(What is needed): Every record that follows should appear again in your answer, exactly the same.

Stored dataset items

•••••

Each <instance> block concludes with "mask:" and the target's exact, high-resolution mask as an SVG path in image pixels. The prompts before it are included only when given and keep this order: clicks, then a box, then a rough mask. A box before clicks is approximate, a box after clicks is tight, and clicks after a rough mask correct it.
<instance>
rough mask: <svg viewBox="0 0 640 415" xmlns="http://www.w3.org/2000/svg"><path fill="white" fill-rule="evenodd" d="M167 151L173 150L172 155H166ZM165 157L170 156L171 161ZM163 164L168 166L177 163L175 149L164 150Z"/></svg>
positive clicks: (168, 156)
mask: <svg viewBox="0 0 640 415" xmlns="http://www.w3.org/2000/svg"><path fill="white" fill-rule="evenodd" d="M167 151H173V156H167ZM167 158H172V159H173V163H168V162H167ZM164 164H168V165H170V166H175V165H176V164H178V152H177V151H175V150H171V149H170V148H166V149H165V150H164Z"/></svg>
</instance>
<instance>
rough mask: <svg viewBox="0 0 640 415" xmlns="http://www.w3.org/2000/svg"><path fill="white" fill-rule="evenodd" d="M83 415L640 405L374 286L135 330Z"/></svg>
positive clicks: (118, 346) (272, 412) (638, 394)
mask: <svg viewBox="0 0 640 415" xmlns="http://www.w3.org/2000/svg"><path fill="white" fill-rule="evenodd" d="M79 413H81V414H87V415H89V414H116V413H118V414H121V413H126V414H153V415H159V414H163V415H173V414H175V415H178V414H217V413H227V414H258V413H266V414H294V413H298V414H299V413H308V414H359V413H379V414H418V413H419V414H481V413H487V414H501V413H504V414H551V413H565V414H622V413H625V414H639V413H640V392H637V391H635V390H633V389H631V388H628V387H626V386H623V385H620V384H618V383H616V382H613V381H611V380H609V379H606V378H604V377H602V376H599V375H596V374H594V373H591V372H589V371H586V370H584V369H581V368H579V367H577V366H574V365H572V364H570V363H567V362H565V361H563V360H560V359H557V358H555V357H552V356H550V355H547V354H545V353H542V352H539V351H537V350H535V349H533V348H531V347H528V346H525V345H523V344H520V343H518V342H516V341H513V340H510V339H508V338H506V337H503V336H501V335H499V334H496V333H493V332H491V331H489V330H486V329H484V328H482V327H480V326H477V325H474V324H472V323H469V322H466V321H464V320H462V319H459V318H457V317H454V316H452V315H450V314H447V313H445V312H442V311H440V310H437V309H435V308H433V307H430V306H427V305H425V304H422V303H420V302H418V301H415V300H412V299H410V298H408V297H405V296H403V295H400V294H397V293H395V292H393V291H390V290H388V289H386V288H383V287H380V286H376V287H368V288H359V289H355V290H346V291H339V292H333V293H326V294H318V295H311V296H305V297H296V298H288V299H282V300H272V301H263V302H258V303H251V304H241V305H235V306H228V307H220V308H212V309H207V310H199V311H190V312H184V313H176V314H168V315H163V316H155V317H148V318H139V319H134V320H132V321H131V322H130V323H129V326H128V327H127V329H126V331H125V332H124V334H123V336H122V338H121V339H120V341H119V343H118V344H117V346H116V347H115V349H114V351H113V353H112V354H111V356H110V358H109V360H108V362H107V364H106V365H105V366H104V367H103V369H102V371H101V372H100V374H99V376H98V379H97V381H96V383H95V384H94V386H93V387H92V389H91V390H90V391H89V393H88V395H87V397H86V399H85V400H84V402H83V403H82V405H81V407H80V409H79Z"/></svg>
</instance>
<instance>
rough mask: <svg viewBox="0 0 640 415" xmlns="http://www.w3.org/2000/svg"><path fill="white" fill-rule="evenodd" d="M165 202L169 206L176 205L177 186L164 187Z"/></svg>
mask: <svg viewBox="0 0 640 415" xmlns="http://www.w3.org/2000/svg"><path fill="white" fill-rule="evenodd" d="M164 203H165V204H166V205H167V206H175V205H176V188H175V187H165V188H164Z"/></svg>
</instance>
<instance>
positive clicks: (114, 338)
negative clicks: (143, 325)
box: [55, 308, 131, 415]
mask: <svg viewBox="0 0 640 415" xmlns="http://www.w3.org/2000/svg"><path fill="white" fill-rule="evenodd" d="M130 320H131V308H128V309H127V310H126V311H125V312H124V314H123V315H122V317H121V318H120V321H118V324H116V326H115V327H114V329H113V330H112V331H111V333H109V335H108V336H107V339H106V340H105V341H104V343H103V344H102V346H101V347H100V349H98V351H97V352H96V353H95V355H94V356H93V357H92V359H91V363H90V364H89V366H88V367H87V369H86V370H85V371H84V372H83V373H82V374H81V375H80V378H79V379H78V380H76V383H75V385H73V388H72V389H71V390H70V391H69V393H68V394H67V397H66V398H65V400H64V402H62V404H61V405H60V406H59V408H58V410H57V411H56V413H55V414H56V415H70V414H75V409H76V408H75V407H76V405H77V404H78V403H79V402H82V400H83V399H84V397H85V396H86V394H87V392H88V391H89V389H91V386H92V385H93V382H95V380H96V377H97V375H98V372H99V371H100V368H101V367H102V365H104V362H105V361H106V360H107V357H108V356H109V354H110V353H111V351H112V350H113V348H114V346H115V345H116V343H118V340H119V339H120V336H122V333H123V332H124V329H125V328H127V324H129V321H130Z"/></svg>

•••••

(Solution to this problem):
Each <instance> block concludes with "mask:" and the target's exact, high-resolution mask as an SVG path in image pixels. The prompts before it are included only when given and keep this order: clicks, then a box, then a rough mask. A box before clicks is approximate, a box after clicks is tight, and clicks after a rough mask correct it.
<instance>
rough mask: <svg viewBox="0 0 640 415" xmlns="http://www.w3.org/2000/svg"><path fill="white" fill-rule="evenodd" d="M167 151L173 150L172 155H166ZM165 157L170 156L171 161ZM163 164L168 166L177 163L175 149L164 150Z"/></svg>
positive clicks: (168, 156)
mask: <svg viewBox="0 0 640 415" xmlns="http://www.w3.org/2000/svg"><path fill="white" fill-rule="evenodd" d="M167 151H173V156H167ZM167 158H172V159H173V163H168V162H167ZM164 164H168V165H170V166H175V165H176V164H178V152H177V151H175V150H171V149H170V148H166V149H165V150H164Z"/></svg>
</instance>
<instance>
rough mask: <svg viewBox="0 0 640 415" xmlns="http://www.w3.org/2000/svg"><path fill="white" fill-rule="evenodd" d="M83 415L640 405L374 286L135 330Z"/></svg>
positive clicks: (118, 346) (272, 412) (638, 394)
mask: <svg viewBox="0 0 640 415" xmlns="http://www.w3.org/2000/svg"><path fill="white" fill-rule="evenodd" d="M79 413H81V414H87V415H89V414H116V413H118V414H121V413H126V414H153V415H159V414H163V415H173V414H175V415H178V414H217V413H227V414H258V413H266V414H294V413H298V414H299V413H308V414H359V413H379V414H418V413H419V414H481V413H487V414H501V413H504V414H551V413H565V414H622V413H625V414H639V413H640V392H637V391H635V390H633V389H631V388H628V387H626V386H623V385H620V384H618V383H616V382H613V381H611V380H609V379H606V378H604V377H602V376H599V375H596V374H594V373H591V372H589V371H586V370H584V369H581V368H579V367H577V366H574V365H572V364H570V363H567V362H565V361H563V360H560V359H557V358H555V357H552V356H550V355H547V354H545V353H542V352H539V351H537V350H535V349H533V348H531V347H528V346H525V345H523V344H520V343H518V342H516V341H513V340H510V339H508V338H506V337H503V336H501V335H499V334H496V333H493V332H491V331H489V330H486V329H484V328H482V327H480V326H477V325H474V324H472V323H469V322H466V321H464V320H462V319H459V318H457V317H454V316H452V315H450V314H447V313H445V312H442V311H440V310H437V309H435V308H433V307H430V306H427V305H425V304H422V303H420V302H418V301H415V300H412V299H410V298H408V297H405V296H403V295H400V294H397V293H395V292H393V291H390V290H388V289H386V288H383V287H380V286H376V287H368V288H359V289H355V290H346V291H339V292H333V293H326V294H318V295H311V296H305V297H296V298H288V299H282V300H272V301H263V302H258V303H251V304H241V305H235V306H228V307H220V308H212V309H207V310H199V311H190V312H184V313H176V314H168V315H163V316H155V317H148V318H139V319H134V320H132V321H131V322H130V323H129V326H128V327H127V329H126V331H125V332H124V334H123V336H122V338H121V339H120V341H119V343H118V344H117V346H116V347H115V349H114V351H113V353H112V354H111V356H110V358H109V360H108V362H107V364H106V365H105V366H104V367H103V369H102V371H101V372H100V374H99V376H98V379H97V381H96V383H95V384H94V386H93V387H92V389H91V390H90V391H89V393H88V395H87V397H86V399H85V400H84V402H83V403H82V405H81V407H80V409H79Z"/></svg>
</instance>
<instance>
rough mask: <svg viewBox="0 0 640 415" xmlns="http://www.w3.org/2000/svg"><path fill="white" fill-rule="evenodd" d="M165 202L169 206L176 205L177 186L164 187Z"/></svg>
mask: <svg viewBox="0 0 640 415" xmlns="http://www.w3.org/2000/svg"><path fill="white" fill-rule="evenodd" d="M164 203H165V204H166V205H167V206H175V205H176V188H175V187H165V188H164Z"/></svg>
</instance>
<instance>
positive clicks: (114, 338)
negative clicks: (143, 325)
box: [55, 308, 131, 415]
mask: <svg viewBox="0 0 640 415" xmlns="http://www.w3.org/2000/svg"><path fill="white" fill-rule="evenodd" d="M130 320H131V308H128V309H127V310H126V311H125V312H124V314H123V315H122V317H121V318H120V321H118V324H116V326H115V327H114V329H113V330H112V331H111V333H109V335H108V336H107V339H106V340H105V341H104V343H103V344H102V346H101V347H100V349H98V351H97V352H96V353H95V355H94V356H93V357H92V359H91V363H90V364H89V366H88V367H87V369H86V370H85V371H84V372H83V373H82V374H81V375H80V378H79V379H78V380H76V383H75V385H73V388H72V389H71V390H70V391H69V393H68V394H67V397H66V398H65V400H64V402H62V404H61V405H60V406H59V408H58V410H57V411H56V413H55V414H56V415H70V414H75V409H76V408H75V407H76V405H77V404H78V403H79V402H82V400H83V399H84V397H85V396H86V394H87V392H88V391H89V389H91V386H92V385H93V382H95V380H96V377H97V375H98V372H99V371H100V368H101V367H102V365H104V362H105V361H106V360H107V357H108V356H109V354H110V353H111V351H112V350H113V348H114V346H115V345H116V343H118V340H119V339H120V336H122V333H123V332H124V329H125V328H127V324H129V321H130Z"/></svg>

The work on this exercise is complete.